Task item: Each record below gets repeated exactly, and pictures stay out of the copy.

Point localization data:
⁂
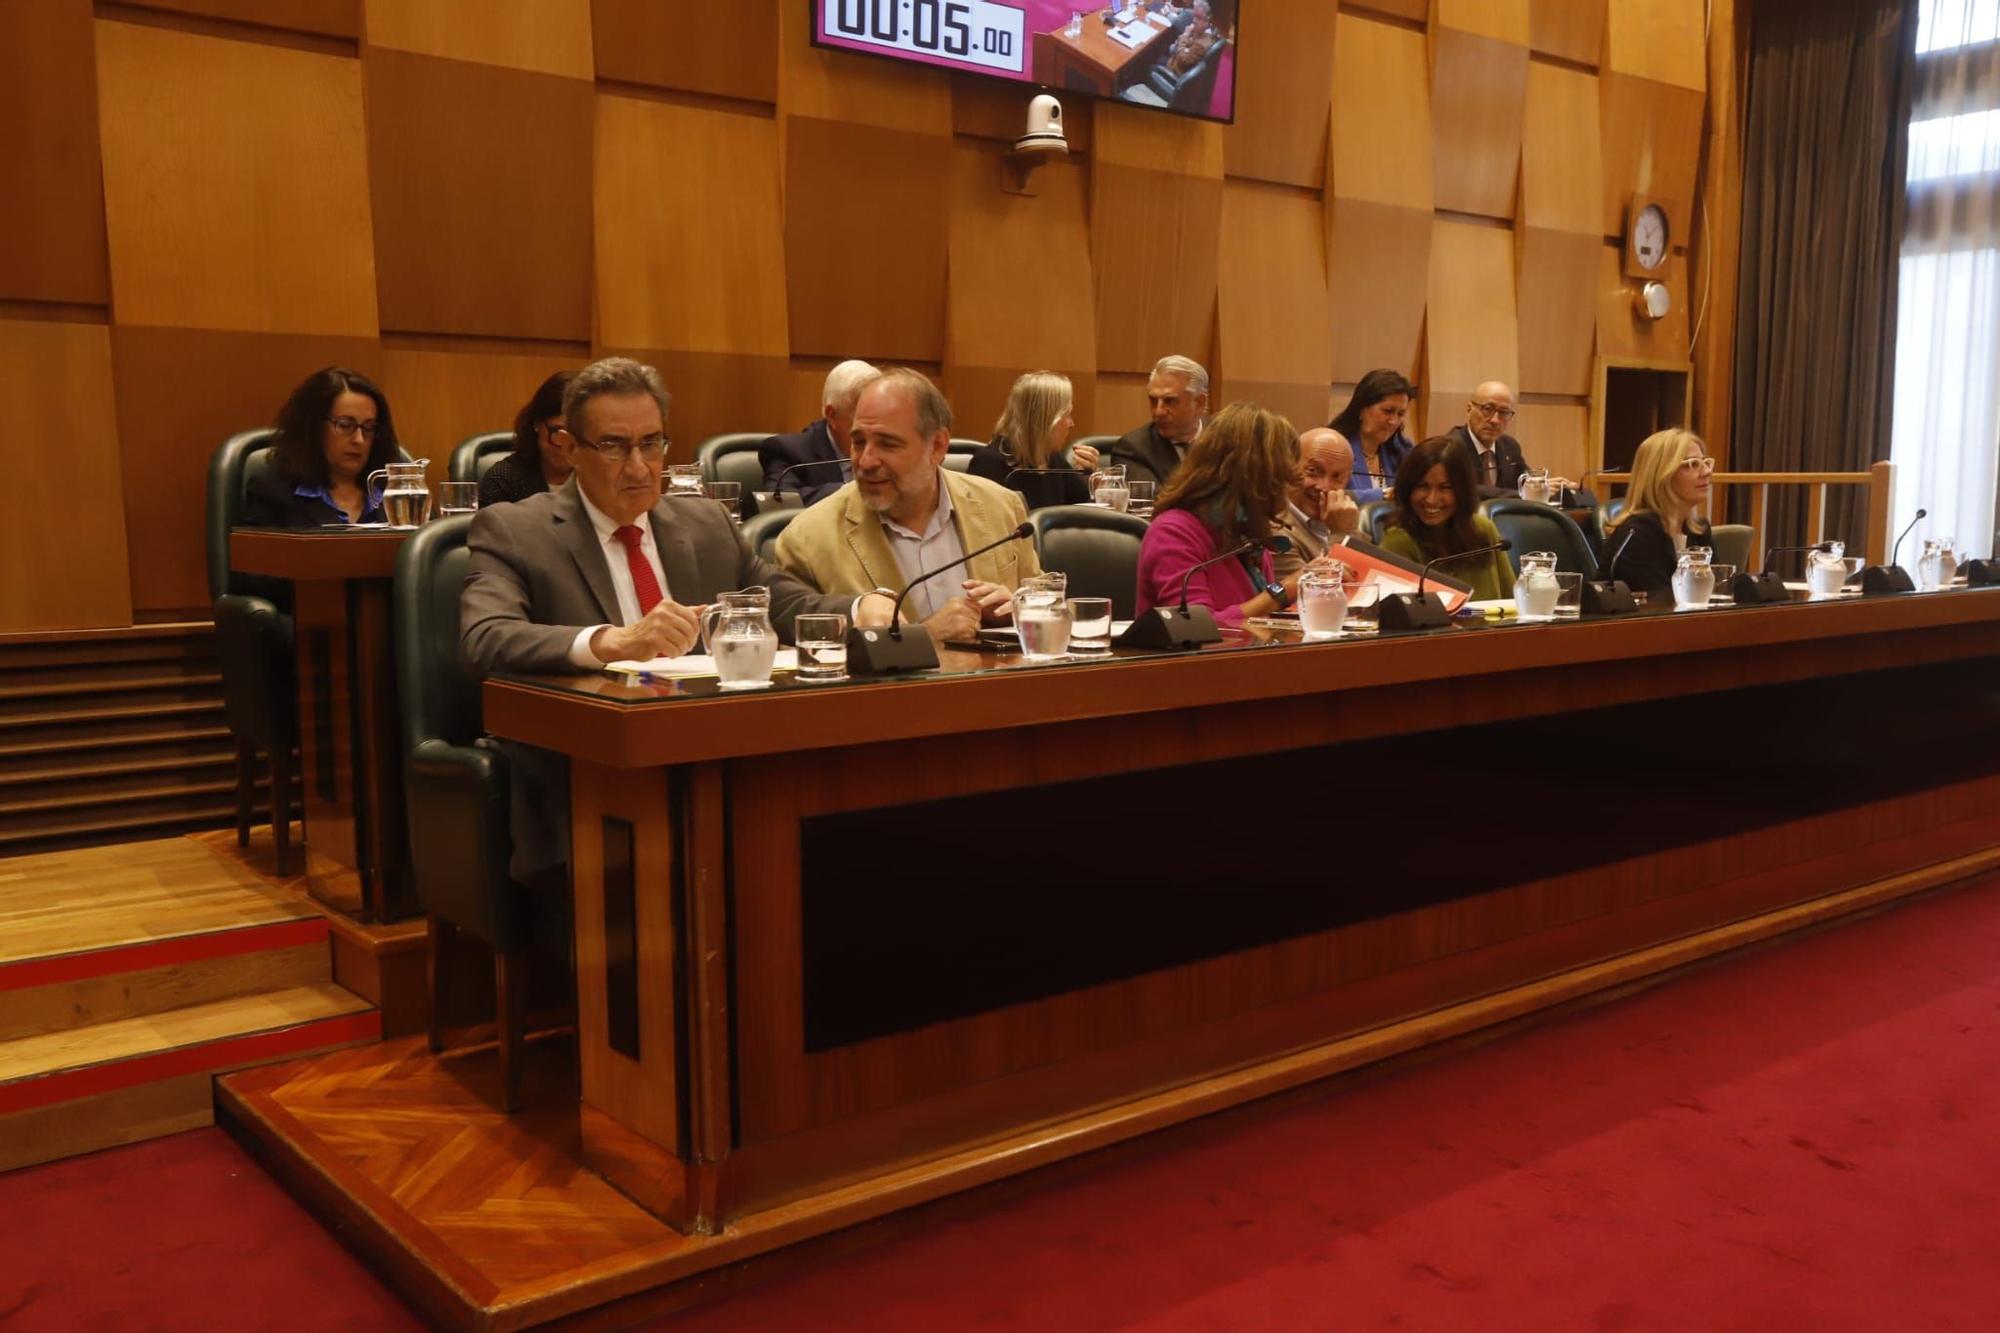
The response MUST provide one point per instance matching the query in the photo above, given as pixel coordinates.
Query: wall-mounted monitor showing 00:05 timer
(1165, 55)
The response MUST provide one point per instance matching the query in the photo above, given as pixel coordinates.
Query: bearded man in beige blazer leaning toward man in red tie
(907, 513)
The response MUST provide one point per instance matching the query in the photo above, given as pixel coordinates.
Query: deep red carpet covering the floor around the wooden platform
(1803, 1138)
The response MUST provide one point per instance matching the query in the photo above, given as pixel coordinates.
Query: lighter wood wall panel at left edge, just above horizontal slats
(63, 541)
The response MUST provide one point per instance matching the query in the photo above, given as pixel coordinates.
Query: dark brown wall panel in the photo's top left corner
(49, 155)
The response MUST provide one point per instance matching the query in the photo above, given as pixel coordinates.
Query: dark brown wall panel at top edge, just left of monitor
(723, 49)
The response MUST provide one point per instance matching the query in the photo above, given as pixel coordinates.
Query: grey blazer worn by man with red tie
(539, 575)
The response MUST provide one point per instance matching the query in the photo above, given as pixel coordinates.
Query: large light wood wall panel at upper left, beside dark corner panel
(211, 221)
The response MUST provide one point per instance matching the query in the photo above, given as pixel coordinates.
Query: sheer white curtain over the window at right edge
(1947, 435)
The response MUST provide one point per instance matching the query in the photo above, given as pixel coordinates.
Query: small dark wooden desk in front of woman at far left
(349, 726)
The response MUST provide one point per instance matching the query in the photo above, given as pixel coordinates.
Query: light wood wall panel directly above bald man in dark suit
(1471, 331)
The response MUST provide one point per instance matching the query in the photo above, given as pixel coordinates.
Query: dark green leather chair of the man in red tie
(459, 798)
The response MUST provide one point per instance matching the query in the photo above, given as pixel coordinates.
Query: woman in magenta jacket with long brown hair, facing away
(1229, 491)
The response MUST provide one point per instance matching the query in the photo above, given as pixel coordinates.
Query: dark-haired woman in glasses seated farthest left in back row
(333, 433)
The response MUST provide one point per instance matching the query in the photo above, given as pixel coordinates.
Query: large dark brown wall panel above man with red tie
(479, 179)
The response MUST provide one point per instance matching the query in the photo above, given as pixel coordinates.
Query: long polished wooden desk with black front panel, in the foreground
(851, 948)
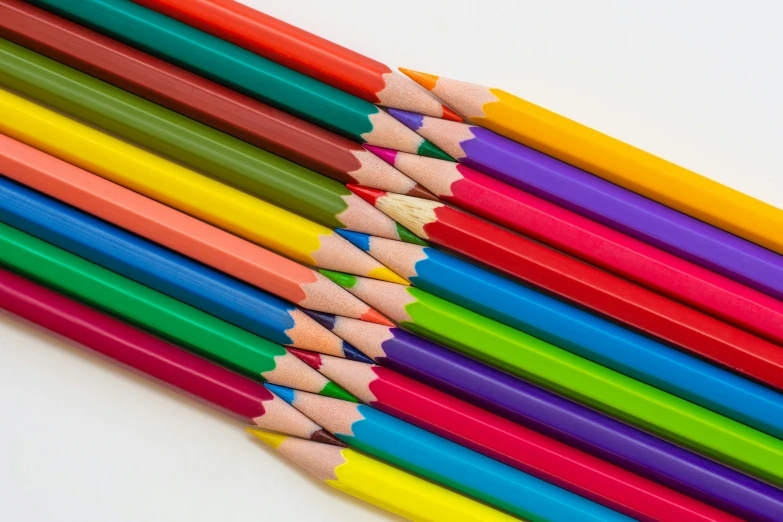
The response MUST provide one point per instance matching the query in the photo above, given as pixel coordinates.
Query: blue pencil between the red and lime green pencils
(587, 335)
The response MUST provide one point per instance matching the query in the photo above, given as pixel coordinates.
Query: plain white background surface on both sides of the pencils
(697, 82)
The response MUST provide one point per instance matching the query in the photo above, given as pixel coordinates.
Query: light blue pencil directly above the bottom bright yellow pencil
(444, 462)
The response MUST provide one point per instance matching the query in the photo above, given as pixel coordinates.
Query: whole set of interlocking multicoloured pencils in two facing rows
(508, 317)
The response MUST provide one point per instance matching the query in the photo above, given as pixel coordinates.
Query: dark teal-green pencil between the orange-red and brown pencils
(243, 71)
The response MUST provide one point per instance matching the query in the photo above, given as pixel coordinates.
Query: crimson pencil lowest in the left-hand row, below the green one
(207, 382)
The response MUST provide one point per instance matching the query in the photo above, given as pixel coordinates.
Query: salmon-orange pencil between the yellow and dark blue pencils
(177, 231)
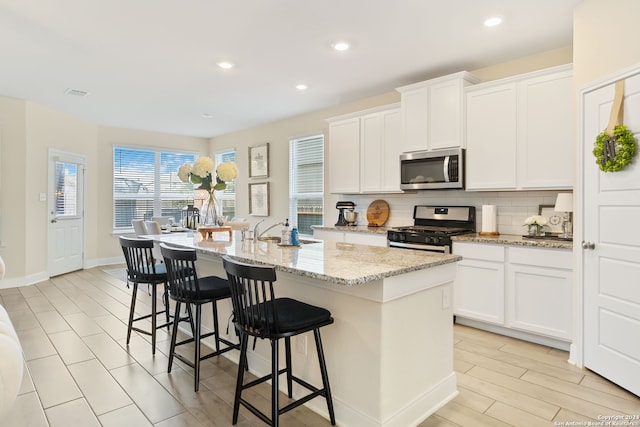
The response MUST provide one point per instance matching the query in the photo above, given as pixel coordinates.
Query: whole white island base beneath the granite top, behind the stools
(389, 362)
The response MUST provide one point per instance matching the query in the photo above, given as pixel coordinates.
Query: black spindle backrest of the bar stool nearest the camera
(252, 296)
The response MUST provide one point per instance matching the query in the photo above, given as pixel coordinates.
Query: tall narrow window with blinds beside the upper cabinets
(306, 182)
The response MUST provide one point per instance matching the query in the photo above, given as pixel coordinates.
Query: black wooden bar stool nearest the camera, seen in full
(258, 313)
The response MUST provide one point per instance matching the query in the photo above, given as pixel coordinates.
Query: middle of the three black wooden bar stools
(185, 287)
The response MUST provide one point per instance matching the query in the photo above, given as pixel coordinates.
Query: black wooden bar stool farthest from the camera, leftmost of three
(143, 268)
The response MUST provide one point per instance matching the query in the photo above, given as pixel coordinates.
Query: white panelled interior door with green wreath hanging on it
(611, 248)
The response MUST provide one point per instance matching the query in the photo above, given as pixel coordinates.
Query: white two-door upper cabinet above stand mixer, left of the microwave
(364, 152)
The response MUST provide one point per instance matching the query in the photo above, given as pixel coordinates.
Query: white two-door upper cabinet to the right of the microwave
(519, 132)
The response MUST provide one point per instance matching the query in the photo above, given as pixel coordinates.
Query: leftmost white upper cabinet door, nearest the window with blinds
(344, 156)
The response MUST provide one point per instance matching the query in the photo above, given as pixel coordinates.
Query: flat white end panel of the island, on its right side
(417, 353)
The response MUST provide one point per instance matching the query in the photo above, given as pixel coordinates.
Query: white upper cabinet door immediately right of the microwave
(491, 138)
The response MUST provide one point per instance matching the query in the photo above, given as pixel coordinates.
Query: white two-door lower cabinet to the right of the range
(516, 289)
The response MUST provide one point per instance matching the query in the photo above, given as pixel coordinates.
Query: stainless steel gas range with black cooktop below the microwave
(433, 227)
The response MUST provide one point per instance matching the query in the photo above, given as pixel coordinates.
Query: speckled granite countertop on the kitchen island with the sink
(341, 263)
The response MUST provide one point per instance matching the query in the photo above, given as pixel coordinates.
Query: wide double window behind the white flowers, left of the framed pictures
(146, 184)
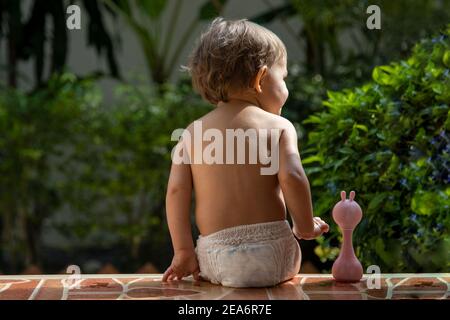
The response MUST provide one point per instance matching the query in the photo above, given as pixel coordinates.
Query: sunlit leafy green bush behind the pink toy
(389, 140)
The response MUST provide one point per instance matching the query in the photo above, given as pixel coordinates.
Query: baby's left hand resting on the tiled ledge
(184, 263)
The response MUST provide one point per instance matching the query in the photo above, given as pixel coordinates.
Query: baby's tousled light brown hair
(229, 55)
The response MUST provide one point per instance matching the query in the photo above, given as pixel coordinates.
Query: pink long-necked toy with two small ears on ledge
(347, 214)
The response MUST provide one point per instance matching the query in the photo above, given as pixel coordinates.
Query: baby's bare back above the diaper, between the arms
(232, 194)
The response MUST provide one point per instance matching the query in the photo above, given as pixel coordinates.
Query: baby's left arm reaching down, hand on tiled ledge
(178, 204)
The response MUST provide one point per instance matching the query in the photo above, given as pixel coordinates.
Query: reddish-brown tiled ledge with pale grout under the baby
(149, 286)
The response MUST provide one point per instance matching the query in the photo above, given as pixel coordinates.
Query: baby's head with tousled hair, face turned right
(236, 59)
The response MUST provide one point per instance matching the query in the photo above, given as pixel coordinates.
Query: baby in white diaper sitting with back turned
(245, 239)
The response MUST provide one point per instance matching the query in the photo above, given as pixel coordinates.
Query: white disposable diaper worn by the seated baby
(254, 255)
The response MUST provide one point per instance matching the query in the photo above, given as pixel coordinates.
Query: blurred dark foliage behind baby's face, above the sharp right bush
(339, 50)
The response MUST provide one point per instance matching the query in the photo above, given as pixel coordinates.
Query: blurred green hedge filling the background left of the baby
(93, 175)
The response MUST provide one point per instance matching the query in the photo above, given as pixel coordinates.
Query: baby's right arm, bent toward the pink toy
(295, 186)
⁂
Solution for this task:
The response MUST provide one point per instance matching the query in the photo above, given as pixel coordinates.
Query: wall-mounted monitor showing 00:05 timer
(1165, 55)
The response MUST provide one point per instance matching the query in the photo above, given as pixel coordinates.
Query: bearded man in beige blazer leaning toward man in red tie
(907, 513)
The response MUST provide one point per instance matching the query in the photo above, given as pixel coordinates.
Query: deep red carpet covering the floor around the wooden platform
(1803, 1138)
The response MUST provide one point per instance matching the query in the photo above, given as pixel coordinates.
Query: lighter wood wall panel at left edge, just above horizontal slats
(63, 541)
The response MUST provide one point per instance matching the query in the photo above, given as pixel coordinates.
Query: dark brown wall panel in the photo's top left corner
(49, 155)
The response MUST provide one point per instance matching the query in the photo above, given as pixel coordinates.
Query: dark brown wall panel at top edge, just left of monitor
(723, 49)
The response MUST provide one point per instance matching the query in the photo above, given as pixel coordinates.
Query: grey blazer worn by man with red tie
(539, 575)
The response MUST provide one point per instance matching the query in the photo above, given as pixel coordinates.
Query: large light wood wall panel at upper left, beside dark corner panel
(211, 221)
The response MUST provide one point per instance matching the query in the photo above, given as pixel coordinates.
Query: sheer white curtain over the window at right edge
(1947, 435)
The response MUST provide one point per instance matching the query in the photo above, given as pixel coordinates.
Query: small dark wooden desk in front of woman at far left
(349, 726)
The response MUST provide one point per instance matching the query in the photo above, given as pixel coordinates.
Query: light wood wall panel directly above bald man in dark suit
(1471, 331)
The response MUST provide one point per instance matching the query in the photo above, given as pixel coordinates.
Query: dark green leather chair of the man in red tie
(459, 798)
The response MUST provide one point per instance matching the query in the photo above, given as pixel coordinates.
Query: woman in magenta jacket with long brown hair, facing away
(1229, 491)
The response MUST provide one point per instance matching the query in the photo above, given as pixel coordinates.
Query: dark-haired woman in glasses seated farthest left in back row
(333, 433)
The response MUST provide one point per instance matching the query in the photo above, given as pixel coordinates.
Query: large dark brown wall panel above man with red tie
(479, 179)
The response MUST provide one point per instance matching the query in the photo above, given as pixel coordinates.
Query: long polished wooden desk with black front panel, in the foreground
(851, 948)
The response MUST provide one point per instance matching the query in the photo above, given as pixel coordinates.
Query: blue pencil between the red and lime green pencils
(587, 335)
The response MUST provide one point per instance matching the query in the photo above, given as pixel coordinates.
Query: plain white background surface on both sides of the pencils
(697, 82)
The response MUST provide one point per instance matching the query in the photo above, given as pixel coordinates.
Query: light blue pencil directly above the bottom bright yellow pencil
(444, 462)
The response MUST provide one point per instance matching the query in the photo above, given as pixel coordinates.
Query: whole set of interlocking multicoloured pencils in two facing rows
(508, 317)
The response MUST provide one point per instance matching the query in the photo above, given as pixel coordinates.
Query: dark teal-green pencil between the orange-red and brown pencils
(243, 71)
The response MUST provide one point per instance matching the query in the photo above, given as pixel coordinates.
Query: crimson pencil lowest in the left-hand row, below the green one
(207, 382)
The response MUST provide one point per instance matching the query in the photo above, given as pixel coordinates.
Query: salmon-orange pencil between the yellow and dark blue pencils
(177, 231)
The response MUST provide one point per instance matching the query in the photo above, given as pixel coordinates.
Query: whole white island base beneath the granite top, behind the stools
(389, 362)
The response MUST provide one point per instance matching the query in the photo above, given as pixel coordinates.
Query: black spindle backrest of the bar stool nearest the camera
(252, 296)
The response MUST provide one point per instance matching the query in the photo above, given as pixel coordinates.
Query: tall narrow window with blinds beside the upper cabinets
(306, 182)
The response MUST provide one point per instance matching the query in the photo above, given as pixel coordinates.
Query: black wooden bar stool nearest the camera, seen in full
(258, 313)
The response MUST provide one point per instance matching the query in the photo above, given as pixel coordinates.
Query: middle of the three black wooden bar stools
(185, 287)
The response MUST provide one point per instance matching the query in the photo above, given as pixel coordinates.
Query: black wooden bar stool farthest from the camera, leftmost of three
(143, 268)
The response MUST provide one point per instance matching the query in the photo above, given as pixel coordinates.
Query: white panelled interior door with green wreath hanging on it
(611, 248)
The response MUST provide one point per instance matching the query in the photo above, given as pixel coordinates.
Query: white two-door upper cabinet above stand mixer, left of the microwave
(364, 152)
The response MUST provide one point per instance matching the query in the photo above, given as pixel coordinates.
Query: white two-door upper cabinet to the right of the microwave
(519, 132)
The response MUST provide one point per instance matching the query in the photo above, given as pixel coordinates.
Query: leftmost white upper cabinet door, nearest the window with blinds
(344, 156)
The response MUST provide one point per instance matching the query in the photo above, given as pixel coordinates.
Query: flat white end panel of the island, on its right side
(417, 353)
The response MUST provide one point per instance matching the query in the photo above, given as pixel coordinates.
Query: white upper cabinet door immediately right of the microwave
(491, 138)
The response MUST provide one point per instance matching the query in the photo above, given as pixel coordinates.
Query: white two-door lower cabinet to the right of the range
(516, 289)
The response MUST provide one point per instance matching the query in the photo above, given as pixel coordinates.
Query: stainless steel gas range with black cooktop below the microwave
(433, 227)
The response MUST provide one point per instance matching the query in the photo above, given as pixel coordinates.
Query: speckled granite countertop on the kitchen island with the sink
(341, 263)
The response MUST provide one point per instance matching the query in the photo above, given as pixel coordinates.
Query: wide double window behind the white flowers, left of the framed pictures
(146, 184)
The response MUST provide one point per instance matching the query in the photo above, given as pixel coordinates.
Query: sunlit leafy green bush behind the pink toy
(389, 140)
The response MUST provide one point per instance matching the query in the photo above, given as pixel coordinates.
Query: baby's left hand resting on the tiled ledge
(184, 263)
The response MUST provide one point per instance matching the query in the photo above, given as pixel coordinates.
Query: baby's tousled light brown hair
(229, 55)
The response MUST provide one point per instance matching the query in the photo above, given as pixel coordinates.
Query: pink long-necked toy with two small ears on ledge
(347, 214)
The response MUST provide one point per instance matching the query in the photo above, given as pixel coordinates.
Query: baby's bare back above the diaper, between the arms
(232, 194)
The response MUST provide one point per instance matching the query in the photo above, given as pixel coordinates.
Query: baby's left arm reaching down, hand on tiled ledge
(178, 204)
The response MUST provide one point per instance matching the query in the photo above, given as pixel coordinates.
Query: reddish-brown tiled ledge with pale grout under the baby
(149, 286)
The response MUST provide one point per instance matching the query in the photo above, given as pixel coordinates.
Query: baby's head with tousled hair, face turned right
(236, 59)
The response MUST provide one point per instance matching the query in the photo above, given as pixel coordinates.
Query: baby in white diaper sitting with back turned
(245, 239)
The response MUST provide one point per instance matching the query in the photo above, given as pixel coordinates.
Query: white disposable diaper worn by the seated baby
(254, 255)
The response MUST provide one point per instance matching the query in the photo above, given as pixel coordinates.
Query: blurred dark foliage behind baby's face, above the sharp right bush
(339, 50)
The response MUST provide one point per instance matching the query in the photo above, given as pixel coordinates.
Query: blurred green hedge filling the background left of the baby
(93, 175)
The response MUST provide one point per instance matching the query in the photo above, given as pixel coordinates.
Query: baby's right arm, bent toward the pink toy
(295, 186)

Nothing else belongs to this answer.